• **本文**
人工知能(AI)など第4次産業革命に対応し、UAゼンセンが新技術導入をめぐる労使協定を2019春闘の要求に掲げた。日本の産別では他の先駆けとなる動きだ。
●導入と運用で協議
UAゼンセンは「革新的新技術導入に向けた労使確認(例)」を策定した。ロボットやAIなど新技術の導入を前提に、生産性3原則(雇用確保、労使協議、公正配分)の再確認などを求めたものだ。
要求案は(1)革新的新技術の導入は労使協議のうえ実施し、運用に関しても労使で協議する(2)従業員の能力開発を強化し、必要な場合は雇用維持を前提に職務転換、配置転換などを行う(3)生産性向上に関しては労使協議し、株主、従業員、消費者などの関係者に適正な配分を行う――という内容だ。
特徴は、新技術の導入と運用で労使協議を求め、規制をかけていることだ。人材育成では、厚生労働省の助成金を活用し、教育訓練休暇として短期で年5日以上、長期では6カ月以上を取り組み課題に掲げている。
加盟組合のあるファミレス大手ロイヤルホストは、次世代型店舗開発でIT化を推進。自動配膳や食器洗浄ロボットをパナソニックなどと共同開発し、職員の労働時間短縮や年次有給休暇取得などで効果をあげている。
●スト背景に労使合意
米国でもホテル・商業娯楽施設でフロント業務の自動化や調理ロボットなどの新技術が導入されている。料理人や客室係の解雇や職種変更に対し、UNITEHERE(接客業労働組合、27万人)がスト権を確立して労使協定を締結している。国際労働財団が10月に開催したシンポジウムで報告された。
新技術導入に対する雇用確保などを掲げ、同労組のラスベガス支部が5月、スト権投票を背景に全市規模で交渉を展開。新技術を導入するには180日前までに組合に通知することや、労使交渉、再雇用、就業訓練など5項目で合意した。

• **やること**
A. 新技術と労使協定の文章に出てくる「生産性3原則」を、すべて挙げてください。
B. 新技術と労使協定の文章を、最後の文のあとから続けて書いてください。

• **抜粋した行**
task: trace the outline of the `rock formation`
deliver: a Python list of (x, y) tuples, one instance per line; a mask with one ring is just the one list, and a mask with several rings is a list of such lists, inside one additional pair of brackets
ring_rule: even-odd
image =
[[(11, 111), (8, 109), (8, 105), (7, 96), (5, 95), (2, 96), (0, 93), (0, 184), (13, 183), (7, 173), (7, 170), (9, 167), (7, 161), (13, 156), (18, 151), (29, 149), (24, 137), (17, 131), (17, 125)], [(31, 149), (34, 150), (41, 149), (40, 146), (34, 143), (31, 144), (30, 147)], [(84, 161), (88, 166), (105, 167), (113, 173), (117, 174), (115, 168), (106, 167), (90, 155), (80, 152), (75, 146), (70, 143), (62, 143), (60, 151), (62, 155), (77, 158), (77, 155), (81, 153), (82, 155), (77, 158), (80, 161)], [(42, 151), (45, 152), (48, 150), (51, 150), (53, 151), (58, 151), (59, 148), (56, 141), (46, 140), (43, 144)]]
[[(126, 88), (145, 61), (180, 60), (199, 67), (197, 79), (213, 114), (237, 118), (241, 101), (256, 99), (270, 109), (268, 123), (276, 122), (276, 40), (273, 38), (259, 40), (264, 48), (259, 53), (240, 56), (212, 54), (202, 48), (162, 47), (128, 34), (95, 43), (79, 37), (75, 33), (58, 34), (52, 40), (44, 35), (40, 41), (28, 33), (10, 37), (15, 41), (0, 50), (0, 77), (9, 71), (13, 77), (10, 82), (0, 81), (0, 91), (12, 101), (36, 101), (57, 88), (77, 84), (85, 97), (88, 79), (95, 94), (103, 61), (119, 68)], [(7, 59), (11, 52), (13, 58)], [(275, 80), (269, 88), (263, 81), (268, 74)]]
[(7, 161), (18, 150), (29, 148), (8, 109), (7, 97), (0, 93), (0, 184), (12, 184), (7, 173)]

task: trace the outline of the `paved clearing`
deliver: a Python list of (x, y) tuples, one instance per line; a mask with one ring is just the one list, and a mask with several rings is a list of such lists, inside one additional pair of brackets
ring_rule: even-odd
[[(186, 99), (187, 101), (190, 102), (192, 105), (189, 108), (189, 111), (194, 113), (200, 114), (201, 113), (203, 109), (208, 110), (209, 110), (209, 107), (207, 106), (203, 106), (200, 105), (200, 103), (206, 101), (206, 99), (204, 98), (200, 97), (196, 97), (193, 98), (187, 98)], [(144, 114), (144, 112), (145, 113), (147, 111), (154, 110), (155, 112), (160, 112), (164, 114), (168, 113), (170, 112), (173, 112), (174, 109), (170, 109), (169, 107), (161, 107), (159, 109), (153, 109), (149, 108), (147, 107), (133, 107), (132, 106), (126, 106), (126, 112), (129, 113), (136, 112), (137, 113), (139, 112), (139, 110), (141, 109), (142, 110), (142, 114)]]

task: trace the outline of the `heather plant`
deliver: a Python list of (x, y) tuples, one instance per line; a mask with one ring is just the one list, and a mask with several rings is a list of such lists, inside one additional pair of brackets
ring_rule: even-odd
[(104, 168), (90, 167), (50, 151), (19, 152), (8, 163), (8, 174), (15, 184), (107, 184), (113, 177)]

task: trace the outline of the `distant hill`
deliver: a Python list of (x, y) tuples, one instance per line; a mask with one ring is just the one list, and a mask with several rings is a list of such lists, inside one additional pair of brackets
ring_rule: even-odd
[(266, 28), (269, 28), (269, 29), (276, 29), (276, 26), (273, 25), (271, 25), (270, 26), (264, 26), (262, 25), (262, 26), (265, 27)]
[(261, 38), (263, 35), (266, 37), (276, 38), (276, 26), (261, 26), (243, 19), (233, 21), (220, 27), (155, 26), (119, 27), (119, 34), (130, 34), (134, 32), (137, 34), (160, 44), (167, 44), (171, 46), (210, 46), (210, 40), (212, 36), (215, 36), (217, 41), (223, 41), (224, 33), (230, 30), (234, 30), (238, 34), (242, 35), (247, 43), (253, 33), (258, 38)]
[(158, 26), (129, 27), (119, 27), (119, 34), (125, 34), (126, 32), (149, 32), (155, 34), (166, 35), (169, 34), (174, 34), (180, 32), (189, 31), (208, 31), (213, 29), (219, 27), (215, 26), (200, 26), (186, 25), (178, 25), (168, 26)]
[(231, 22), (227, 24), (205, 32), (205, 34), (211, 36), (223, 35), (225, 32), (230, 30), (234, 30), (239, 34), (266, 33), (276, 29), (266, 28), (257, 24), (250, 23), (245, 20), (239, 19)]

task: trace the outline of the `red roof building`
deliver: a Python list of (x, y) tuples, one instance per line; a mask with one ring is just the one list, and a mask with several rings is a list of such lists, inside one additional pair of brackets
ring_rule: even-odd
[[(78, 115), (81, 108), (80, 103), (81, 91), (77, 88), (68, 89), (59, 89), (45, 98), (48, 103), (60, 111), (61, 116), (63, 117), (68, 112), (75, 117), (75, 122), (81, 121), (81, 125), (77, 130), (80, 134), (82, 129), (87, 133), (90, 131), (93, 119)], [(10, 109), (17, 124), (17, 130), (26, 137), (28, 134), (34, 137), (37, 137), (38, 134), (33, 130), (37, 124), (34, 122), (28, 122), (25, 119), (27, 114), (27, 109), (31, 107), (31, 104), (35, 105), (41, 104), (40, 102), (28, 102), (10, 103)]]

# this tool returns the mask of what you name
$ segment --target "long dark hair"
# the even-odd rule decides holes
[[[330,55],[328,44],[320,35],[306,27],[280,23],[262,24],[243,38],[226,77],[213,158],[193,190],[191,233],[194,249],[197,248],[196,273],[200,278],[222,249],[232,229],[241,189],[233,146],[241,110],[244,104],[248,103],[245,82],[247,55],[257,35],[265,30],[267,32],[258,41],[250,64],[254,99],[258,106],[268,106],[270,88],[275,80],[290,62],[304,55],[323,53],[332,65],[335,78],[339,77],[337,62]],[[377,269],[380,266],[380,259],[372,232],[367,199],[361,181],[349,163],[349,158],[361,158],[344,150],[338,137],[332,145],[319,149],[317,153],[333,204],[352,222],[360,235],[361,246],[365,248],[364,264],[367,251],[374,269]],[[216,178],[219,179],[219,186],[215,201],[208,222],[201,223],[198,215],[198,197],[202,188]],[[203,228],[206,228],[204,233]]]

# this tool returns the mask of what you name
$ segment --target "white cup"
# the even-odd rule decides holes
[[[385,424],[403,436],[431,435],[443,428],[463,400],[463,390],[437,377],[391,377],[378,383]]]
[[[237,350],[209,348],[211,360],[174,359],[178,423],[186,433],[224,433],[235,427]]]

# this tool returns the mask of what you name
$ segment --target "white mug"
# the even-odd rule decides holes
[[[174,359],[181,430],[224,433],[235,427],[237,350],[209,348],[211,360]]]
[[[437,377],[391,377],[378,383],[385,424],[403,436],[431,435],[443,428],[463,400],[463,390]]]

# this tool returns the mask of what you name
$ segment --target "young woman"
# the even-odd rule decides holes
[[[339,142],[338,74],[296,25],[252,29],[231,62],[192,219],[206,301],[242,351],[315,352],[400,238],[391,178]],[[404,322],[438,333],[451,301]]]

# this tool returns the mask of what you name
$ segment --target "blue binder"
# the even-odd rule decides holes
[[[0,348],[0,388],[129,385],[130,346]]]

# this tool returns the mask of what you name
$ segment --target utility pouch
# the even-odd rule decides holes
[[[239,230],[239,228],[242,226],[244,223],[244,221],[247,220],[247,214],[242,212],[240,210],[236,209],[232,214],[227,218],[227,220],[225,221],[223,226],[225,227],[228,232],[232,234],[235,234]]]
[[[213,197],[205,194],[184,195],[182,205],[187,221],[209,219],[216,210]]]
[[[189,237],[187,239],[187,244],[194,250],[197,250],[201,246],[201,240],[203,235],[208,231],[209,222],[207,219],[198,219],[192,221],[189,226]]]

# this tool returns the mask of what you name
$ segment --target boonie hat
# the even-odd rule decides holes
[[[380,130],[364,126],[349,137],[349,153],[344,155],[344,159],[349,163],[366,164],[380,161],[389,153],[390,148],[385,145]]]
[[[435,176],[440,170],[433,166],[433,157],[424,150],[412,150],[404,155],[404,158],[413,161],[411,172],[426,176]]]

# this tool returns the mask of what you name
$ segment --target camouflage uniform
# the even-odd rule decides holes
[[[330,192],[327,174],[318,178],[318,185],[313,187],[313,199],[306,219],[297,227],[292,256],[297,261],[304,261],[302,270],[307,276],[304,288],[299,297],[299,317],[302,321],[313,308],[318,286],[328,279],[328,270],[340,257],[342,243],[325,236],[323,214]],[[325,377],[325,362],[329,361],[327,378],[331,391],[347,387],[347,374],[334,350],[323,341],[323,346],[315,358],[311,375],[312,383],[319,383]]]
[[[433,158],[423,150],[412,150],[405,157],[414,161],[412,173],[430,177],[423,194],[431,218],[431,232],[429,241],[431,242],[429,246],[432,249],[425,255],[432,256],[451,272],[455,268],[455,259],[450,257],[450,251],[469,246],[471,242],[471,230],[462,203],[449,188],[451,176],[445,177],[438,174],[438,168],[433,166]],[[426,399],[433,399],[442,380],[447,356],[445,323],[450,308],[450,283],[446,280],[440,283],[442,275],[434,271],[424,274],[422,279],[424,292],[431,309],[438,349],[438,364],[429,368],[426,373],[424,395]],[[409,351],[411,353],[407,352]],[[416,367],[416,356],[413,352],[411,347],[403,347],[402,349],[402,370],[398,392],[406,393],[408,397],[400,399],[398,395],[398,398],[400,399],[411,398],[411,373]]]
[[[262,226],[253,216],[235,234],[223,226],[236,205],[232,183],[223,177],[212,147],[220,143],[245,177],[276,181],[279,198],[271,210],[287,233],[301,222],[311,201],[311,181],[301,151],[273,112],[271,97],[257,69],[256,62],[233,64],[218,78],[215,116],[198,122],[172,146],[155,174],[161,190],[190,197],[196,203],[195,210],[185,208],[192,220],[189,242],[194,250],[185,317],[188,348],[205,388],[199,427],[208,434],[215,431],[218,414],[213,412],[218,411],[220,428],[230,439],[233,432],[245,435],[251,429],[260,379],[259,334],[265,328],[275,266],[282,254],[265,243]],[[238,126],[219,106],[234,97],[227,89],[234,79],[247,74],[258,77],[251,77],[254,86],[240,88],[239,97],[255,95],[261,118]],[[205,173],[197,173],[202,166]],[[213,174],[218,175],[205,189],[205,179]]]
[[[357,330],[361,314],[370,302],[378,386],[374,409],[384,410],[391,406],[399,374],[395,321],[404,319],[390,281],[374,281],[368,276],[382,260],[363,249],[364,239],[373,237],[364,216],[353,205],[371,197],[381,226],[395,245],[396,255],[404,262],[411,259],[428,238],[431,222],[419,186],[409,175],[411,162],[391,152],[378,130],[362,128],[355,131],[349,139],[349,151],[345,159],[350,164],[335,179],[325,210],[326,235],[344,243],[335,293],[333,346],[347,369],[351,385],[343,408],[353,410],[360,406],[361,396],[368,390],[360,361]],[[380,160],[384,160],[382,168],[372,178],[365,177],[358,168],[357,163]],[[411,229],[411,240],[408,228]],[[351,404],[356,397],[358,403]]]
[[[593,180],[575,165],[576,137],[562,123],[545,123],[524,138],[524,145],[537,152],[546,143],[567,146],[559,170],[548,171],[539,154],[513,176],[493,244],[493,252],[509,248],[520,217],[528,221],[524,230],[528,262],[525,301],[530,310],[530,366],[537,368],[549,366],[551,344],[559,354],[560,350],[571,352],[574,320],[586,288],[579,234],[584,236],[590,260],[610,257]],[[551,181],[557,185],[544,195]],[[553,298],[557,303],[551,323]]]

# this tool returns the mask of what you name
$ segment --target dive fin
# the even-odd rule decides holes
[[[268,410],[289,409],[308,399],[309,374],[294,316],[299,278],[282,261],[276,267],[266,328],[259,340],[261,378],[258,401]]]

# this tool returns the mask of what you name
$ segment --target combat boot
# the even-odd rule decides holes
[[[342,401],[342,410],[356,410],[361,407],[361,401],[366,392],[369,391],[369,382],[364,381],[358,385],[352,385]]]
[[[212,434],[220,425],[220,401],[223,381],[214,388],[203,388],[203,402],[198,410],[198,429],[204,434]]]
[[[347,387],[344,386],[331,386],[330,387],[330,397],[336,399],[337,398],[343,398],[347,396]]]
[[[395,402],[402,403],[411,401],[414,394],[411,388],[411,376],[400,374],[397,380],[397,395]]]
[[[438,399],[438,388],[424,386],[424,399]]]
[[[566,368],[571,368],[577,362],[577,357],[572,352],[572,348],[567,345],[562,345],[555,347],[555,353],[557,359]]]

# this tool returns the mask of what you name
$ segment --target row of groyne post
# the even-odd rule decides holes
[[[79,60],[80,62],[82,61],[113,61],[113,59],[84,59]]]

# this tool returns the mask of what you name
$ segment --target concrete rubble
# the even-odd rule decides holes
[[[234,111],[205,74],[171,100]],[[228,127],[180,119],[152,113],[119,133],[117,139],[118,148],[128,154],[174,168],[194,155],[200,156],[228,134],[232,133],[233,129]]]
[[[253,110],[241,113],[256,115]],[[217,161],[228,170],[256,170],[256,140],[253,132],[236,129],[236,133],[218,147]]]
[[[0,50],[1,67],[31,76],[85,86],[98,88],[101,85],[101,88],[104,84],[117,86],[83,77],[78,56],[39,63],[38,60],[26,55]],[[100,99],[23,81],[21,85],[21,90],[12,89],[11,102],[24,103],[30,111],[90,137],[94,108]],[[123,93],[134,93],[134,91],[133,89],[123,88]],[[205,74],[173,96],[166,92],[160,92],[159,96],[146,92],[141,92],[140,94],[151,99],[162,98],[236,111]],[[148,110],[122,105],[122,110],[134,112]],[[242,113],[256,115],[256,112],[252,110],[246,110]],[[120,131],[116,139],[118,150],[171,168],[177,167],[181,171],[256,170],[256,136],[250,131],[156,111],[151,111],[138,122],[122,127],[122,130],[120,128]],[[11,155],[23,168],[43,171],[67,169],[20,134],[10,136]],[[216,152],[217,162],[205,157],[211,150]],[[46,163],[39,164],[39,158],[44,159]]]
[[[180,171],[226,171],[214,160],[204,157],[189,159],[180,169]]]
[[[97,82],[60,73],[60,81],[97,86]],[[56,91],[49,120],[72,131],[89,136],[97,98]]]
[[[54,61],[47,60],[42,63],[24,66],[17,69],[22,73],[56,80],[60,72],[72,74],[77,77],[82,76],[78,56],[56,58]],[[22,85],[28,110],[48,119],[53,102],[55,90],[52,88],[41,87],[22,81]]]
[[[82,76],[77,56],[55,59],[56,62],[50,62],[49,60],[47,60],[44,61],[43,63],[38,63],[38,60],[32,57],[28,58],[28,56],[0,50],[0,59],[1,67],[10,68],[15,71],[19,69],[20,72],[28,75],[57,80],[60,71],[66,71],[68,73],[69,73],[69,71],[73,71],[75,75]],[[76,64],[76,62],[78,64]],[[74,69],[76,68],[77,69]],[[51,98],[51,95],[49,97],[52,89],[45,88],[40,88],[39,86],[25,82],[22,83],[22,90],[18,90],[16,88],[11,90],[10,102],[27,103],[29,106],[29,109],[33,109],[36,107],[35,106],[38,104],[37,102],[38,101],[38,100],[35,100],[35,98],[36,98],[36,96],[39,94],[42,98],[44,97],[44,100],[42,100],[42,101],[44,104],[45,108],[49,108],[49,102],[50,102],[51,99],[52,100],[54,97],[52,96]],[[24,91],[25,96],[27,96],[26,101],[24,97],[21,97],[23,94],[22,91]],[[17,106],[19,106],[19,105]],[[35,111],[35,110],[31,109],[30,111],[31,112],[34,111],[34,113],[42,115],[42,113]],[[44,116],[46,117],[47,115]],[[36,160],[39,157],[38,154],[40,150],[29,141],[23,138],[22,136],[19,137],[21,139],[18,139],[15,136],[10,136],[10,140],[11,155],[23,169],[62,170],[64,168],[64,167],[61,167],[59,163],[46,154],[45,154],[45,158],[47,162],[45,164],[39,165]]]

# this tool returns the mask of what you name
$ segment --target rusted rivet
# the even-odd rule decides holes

• **回答**
A. 雇用確保、労使協議、公正配分

B.
ドイツのIGメタルも9月の金属労協とのシンポで「技術進歩は社会の進歩につながらなければならない。グローバルな規制と政労使による就労者保護へ職場の従業員代表委員会と強い組合の連携が重要だ」と強調した。
●労災放置される働き方
第4次産業革命は大量の雇用減や労働移動、雇用関係のない働き方を生む。最低賃金や労災保障など労働法制が適用されない就労者の保護が大きな課題となっている。
法政大学フェアレイバー研究会などが11月に開いた会合では、非雇用就労者の課題を話し合った。食品宅配サービス「ウーバーイーツ」で働く青年は、交通事故にあったが、個人請負契約だとして対応してもらえず、就労を中断。事業者への規制を訴えた。欧米では訴訟で就労者の労働者性が相次いで認められ、規制を強化している。日本でも規制が求められる。
●ウーバー組織化進む
非雇用就労者の組織化について、国際運輸労連(ITF)内陸運輸部会長の浦田誠さんは「既存の組合とは違う新たな運動が重要」と提言する。ロンドンでウーバー運転手のストなどを支援しているIWGB(英独立労働組合)は、組織化を進め、オランダやベルギーでも組織を拡大しているという。
米国ワシントン州シアトル市では、ウーバー運転手の労働組合を認める条例を制定したが、連邦高裁は独占禁止法違反と判断した。一方、権利擁護団体「フリーランサーズユニオン」(37万人)はニューヨーク市で契約報酬を擁護する条例の制定に成功した。
フランスは法律で非雇用就労者の団結権、団交権、スト権など労働三権を保障している。
●産業の境界が変化
今後AI化により産業構造が変化する。神戸国際大学の中村智彦教授は8月、UAゼンセン流通部門が主催した会合で講演し、ITの普及で情報、製造、輸送、流通の結合による産業のボーダーレス化が進むと述べ、産別の対応を提起した。
同教授は、トヨタが開発を進める「eパレット」を紹介。自動運転によって無人バスや宅配、移動型店舗が可能となり、「自動車会社が総合交通物流化する」と指摘し、自動車産業がサービス流通分野に参入する可能性を示唆した。
その後、トヨタとソフトバンクは10月に提携し新会社を設立した。豊田章男社長は「製造業からサービス業への転換」を打ち出し、孫正義会長兼社長は「自動車は半導体の塊になる」との見方を示している。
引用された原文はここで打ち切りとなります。